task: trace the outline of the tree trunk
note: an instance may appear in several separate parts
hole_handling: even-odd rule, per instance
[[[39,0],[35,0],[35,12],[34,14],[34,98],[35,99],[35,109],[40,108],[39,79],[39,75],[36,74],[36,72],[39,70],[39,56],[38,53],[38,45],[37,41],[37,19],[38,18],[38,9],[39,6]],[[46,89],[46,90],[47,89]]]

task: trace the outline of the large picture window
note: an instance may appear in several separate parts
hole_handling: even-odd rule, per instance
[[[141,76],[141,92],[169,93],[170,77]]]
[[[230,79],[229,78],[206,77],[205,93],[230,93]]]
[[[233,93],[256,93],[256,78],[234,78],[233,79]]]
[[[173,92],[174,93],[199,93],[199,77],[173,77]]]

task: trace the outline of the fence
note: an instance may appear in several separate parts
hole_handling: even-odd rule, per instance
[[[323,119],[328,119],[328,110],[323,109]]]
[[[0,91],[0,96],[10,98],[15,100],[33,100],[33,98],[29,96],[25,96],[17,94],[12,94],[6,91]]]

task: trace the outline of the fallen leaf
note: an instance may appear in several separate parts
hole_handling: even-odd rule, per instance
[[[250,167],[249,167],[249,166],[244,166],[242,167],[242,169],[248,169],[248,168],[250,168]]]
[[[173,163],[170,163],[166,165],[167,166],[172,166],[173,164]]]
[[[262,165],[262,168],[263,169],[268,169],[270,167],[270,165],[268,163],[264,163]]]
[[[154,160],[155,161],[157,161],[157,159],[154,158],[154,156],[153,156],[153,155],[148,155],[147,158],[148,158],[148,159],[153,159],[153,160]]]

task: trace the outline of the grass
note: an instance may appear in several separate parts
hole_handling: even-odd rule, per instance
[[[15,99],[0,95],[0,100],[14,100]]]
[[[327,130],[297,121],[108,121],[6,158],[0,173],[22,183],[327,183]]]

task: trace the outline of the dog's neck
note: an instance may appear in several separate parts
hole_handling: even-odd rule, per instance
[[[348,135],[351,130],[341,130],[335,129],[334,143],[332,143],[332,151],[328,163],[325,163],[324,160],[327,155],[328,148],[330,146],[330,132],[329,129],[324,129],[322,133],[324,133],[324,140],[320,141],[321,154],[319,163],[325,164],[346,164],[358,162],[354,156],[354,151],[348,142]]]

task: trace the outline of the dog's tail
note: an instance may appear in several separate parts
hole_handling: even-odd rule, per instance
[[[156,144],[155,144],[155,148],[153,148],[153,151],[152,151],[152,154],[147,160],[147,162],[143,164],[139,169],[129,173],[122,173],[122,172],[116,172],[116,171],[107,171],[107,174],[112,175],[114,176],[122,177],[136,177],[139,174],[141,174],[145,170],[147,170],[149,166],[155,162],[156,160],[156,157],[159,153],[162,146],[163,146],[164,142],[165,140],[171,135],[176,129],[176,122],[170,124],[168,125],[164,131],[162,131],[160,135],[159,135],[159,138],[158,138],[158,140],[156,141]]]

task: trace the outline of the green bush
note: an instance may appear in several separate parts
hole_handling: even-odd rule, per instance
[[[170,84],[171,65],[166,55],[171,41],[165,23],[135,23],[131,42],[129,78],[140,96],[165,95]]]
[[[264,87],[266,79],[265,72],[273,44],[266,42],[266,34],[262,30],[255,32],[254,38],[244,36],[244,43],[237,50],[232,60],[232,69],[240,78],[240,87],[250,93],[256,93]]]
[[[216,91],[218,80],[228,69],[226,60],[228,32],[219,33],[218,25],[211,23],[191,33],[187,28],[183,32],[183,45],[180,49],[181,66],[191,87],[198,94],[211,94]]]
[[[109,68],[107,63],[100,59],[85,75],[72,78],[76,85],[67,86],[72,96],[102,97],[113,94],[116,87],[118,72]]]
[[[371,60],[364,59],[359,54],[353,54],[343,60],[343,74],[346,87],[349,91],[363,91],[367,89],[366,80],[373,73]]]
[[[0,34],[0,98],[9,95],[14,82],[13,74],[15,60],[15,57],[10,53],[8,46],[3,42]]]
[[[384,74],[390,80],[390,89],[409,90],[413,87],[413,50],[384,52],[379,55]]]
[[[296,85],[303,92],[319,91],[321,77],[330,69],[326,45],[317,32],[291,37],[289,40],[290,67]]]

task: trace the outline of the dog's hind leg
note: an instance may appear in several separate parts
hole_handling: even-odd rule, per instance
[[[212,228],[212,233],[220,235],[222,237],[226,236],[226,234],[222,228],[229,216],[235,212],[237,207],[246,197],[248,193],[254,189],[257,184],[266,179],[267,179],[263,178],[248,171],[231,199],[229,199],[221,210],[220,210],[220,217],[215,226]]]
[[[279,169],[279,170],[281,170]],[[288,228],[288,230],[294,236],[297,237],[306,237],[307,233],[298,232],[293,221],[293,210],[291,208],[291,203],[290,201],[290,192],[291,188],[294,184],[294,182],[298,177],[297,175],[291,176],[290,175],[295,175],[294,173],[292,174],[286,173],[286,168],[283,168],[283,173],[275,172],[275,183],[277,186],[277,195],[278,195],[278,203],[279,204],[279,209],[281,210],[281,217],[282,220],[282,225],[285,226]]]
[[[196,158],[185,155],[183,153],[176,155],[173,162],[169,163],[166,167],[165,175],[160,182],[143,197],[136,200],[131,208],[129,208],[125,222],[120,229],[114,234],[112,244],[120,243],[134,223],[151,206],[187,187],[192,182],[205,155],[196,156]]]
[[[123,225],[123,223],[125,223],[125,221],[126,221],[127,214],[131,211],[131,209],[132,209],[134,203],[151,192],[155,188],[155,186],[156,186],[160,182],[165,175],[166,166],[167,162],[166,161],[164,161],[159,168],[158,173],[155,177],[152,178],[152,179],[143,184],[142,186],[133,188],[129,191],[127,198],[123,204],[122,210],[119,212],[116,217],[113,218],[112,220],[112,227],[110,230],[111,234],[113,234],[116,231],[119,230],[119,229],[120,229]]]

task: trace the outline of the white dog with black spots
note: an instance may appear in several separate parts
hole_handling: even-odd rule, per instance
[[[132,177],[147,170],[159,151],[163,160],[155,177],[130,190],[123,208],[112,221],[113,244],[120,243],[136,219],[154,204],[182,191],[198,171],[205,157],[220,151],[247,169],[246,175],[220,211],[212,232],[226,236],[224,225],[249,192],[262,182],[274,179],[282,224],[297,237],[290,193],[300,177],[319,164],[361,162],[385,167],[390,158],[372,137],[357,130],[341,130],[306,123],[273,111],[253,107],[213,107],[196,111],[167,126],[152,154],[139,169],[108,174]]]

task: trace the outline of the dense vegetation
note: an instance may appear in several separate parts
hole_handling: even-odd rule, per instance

◆ **WORK REQUIRED**:
Present the material above as a JSON list of strings, with one string for each line and no entries for blank lines.

◆ **FULL ANSWER**:
[
  "task: trace the outline of the tree trunk",
  "note: an instance may appear in several separate parts",
  "hole_handling: even-odd rule, per instance",
  "[[[39,0],[35,0],[35,12],[34,14],[34,98],[35,99],[35,109],[40,108],[39,79],[39,75],[36,74],[36,72],[39,70],[39,56],[38,53],[38,45],[37,41],[37,19],[38,18],[38,9],[39,6]],[[46,89],[46,90],[47,89]]]",
  "task: trace the outline of the large picture window",
  "note: an instance may appear in several separate parts",
  "hole_handling: even-odd rule, per instance",
  "[[[141,76],[141,92],[169,93],[170,77]]]",
  "[[[230,79],[229,78],[206,77],[205,93],[230,93]]]",
  "[[[233,93],[256,93],[256,78],[234,78],[233,79]]]",
  "[[[173,92],[174,93],[199,93],[199,77],[173,77]]]",
  "task: trace the outline of the fence",
  "note: an instance may appear in several separate parts",
  "hole_handling: even-odd rule, per instance",
  "[[[323,119],[328,119],[328,110],[323,109]]]",
  "[[[0,91],[0,96],[10,98],[15,100],[33,100],[33,98],[29,96],[25,96],[17,94],[12,94],[6,91]]]",
  "task: trace the outline of the fallen leaf",
  "note: an instance may appear in several separate parts",
  "hole_handling: even-odd rule, per instance",
  "[[[250,167],[249,167],[249,166],[244,166],[242,167],[242,169],[248,169],[248,168],[250,168]]]",
  "[[[173,163],[170,163],[166,165],[167,166],[172,166],[173,164]]]",
  "[[[262,165],[262,168],[263,169],[268,169],[270,167],[270,165],[268,163],[264,163]]]",
  "[[[154,160],[155,161],[157,161],[157,159],[154,158],[154,156],[153,156],[153,155],[148,155],[147,158],[148,158],[148,159],[153,159],[153,160]]]",
  "task: trace the outline of the grass",
  "note: an instance may appear in several separate parts",
  "hole_handling: even-odd rule, per instance",
  "[[[15,99],[0,95],[0,100],[14,100]]]",
  "[[[327,130],[297,121],[108,121],[6,158],[0,173],[22,183],[327,183]]]",
  "task: trace the outline of the dog's neck",
  "note: an instance may appear in several separate parts",
  "hole_handling: even-odd rule, per instance",
  "[[[348,135],[351,130],[341,130],[335,129],[334,143],[332,143],[332,151],[328,163],[325,163],[324,160],[327,155],[328,148],[330,146],[330,132],[329,129],[324,129],[322,133],[324,133],[324,140],[320,141],[321,154],[319,163],[325,164],[346,164],[358,162],[354,156],[354,151],[348,142]]]",
  "task: trace the outline of the dog's tail",
  "note: an instance may appear in several separate parts",
  "hole_handling: even-odd rule, per instance",
  "[[[156,144],[155,144],[155,148],[153,148],[153,151],[152,151],[152,154],[147,160],[147,162],[143,164],[139,169],[129,173],[122,173],[122,172],[116,172],[116,171],[107,171],[107,174],[112,175],[114,176],[122,177],[136,177],[139,174],[141,174],[145,170],[147,170],[149,166],[155,162],[156,160],[156,157],[159,153],[162,146],[163,146],[164,142],[165,140],[171,135],[176,129],[176,122],[170,124],[168,125],[164,131],[162,131],[160,135],[159,135],[159,138],[158,138],[158,140],[156,141]]]",
  "task: trace the outline of the green bush",
  "note: an instance may appear in several separate parts",
  "hole_handling: even-odd rule, per instance",
  "[[[170,84],[171,65],[166,55],[171,41],[165,23],[135,23],[131,42],[129,78],[140,96],[165,95]]]",
  "[[[264,87],[266,79],[265,72],[273,44],[266,42],[266,34],[262,30],[255,32],[254,38],[244,36],[244,43],[237,50],[232,60],[232,69],[240,78],[240,87],[250,93],[256,93]]]",
  "[[[216,91],[218,80],[228,69],[226,60],[228,32],[219,33],[218,25],[211,23],[191,33],[187,28],[183,32],[183,45],[180,49],[181,66],[191,87],[198,94],[211,94]]]",
  "[[[109,68],[107,63],[100,59],[85,75],[72,78],[76,85],[67,86],[72,96],[102,97],[113,94],[116,87],[118,72]]]",
  "[[[371,60],[364,59],[359,54],[353,54],[343,60],[343,74],[346,87],[349,91],[363,91],[367,89],[366,80],[373,73]]]",
  "[[[0,34],[0,98],[9,95],[14,82],[13,74],[15,60],[15,57],[10,53],[8,46],[3,42]]]",
  "[[[384,74],[390,80],[390,89],[409,90],[413,87],[413,50],[384,52],[379,55]]]",
  "[[[296,85],[303,92],[319,91],[321,77],[330,69],[326,45],[317,32],[291,37],[289,40],[290,67]]]",
  "task: trace the outline of the dog's hind leg",
  "note: an instance may appear in several separate parts",
  "hole_handling: even-odd rule, per instance",
  "[[[212,228],[212,233],[220,235],[222,237],[226,236],[226,234],[222,228],[229,216],[235,212],[237,207],[246,197],[248,193],[254,189],[257,184],[266,179],[267,179],[263,178],[248,171],[231,199],[229,199],[221,210],[220,210],[220,217],[215,226]]]",
  "[[[279,169],[279,170],[281,170]],[[288,228],[288,230],[294,236],[297,237],[306,237],[307,233],[298,232],[293,221],[293,210],[291,208],[291,203],[290,201],[290,192],[291,188],[294,184],[294,182],[298,177],[297,175],[291,176],[290,175],[295,175],[294,173],[292,174],[286,173],[286,168],[283,168],[283,173],[275,172],[275,183],[277,186],[277,195],[278,195],[278,203],[279,204],[279,209],[281,210],[281,217],[282,220],[282,225],[285,226]]]",
  "[[[196,158],[185,155],[183,153],[176,155],[173,162],[169,163],[166,167],[165,175],[160,182],[143,197],[136,200],[131,208],[129,208],[125,222],[120,229],[114,234],[112,244],[120,243],[134,223],[151,206],[187,187],[192,182],[205,155],[196,156]]]",
  "[[[123,225],[123,223],[125,223],[125,221],[126,221],[127,214],[131,211],[131,209],[132,209],[134,203],[151,192],[155,188],[155,186],[156,186],[160,182],[165,175],[166,166],[167,162],[166,161],[164,161],[159,168],[158,173],[155,177],[152,178],[152,179],[143,184],[142,186],[133,188],[129,191],[127,198],[123,204],[122,210],[119,212],[116,217],[113,218],[112,220],[112,227],[110,230],[111,234],[113,234],[116,231],[119,230],[119,229],[120,229]]]",
  "task: trace the outline of the white dog with black spots",
  "note: an instance may appear in several separate parts",
  "hole_handling: even-odd rule, per instance",
  "[[[132,177],[147,170],[159,151],[163,160],[155,177],[130,190],[123,208],[112,221],[113,244],[120,243],[136,219],[154,204],[182,191],[198,171],[205,157],[220,151],[247,169],[246,175],[220,211],[212,232],[226,236],[224,225],[249,192],[262,182],[274,179],[282,224],[297,237],[290,193],[300,177],[319,164],[361,162],[385,167],[390,158],[372,137],[357,130],[341,130],[306,123],[273,111],[253,107],[213,107],[196,111],[167,126],[152,154],[139,169],[108,174]]]",
  "task: trace the outline of the dense vegetation",
  "note: an instance may appear in several separate parts",
  "hole_handling: even-odd rule, per instance"
]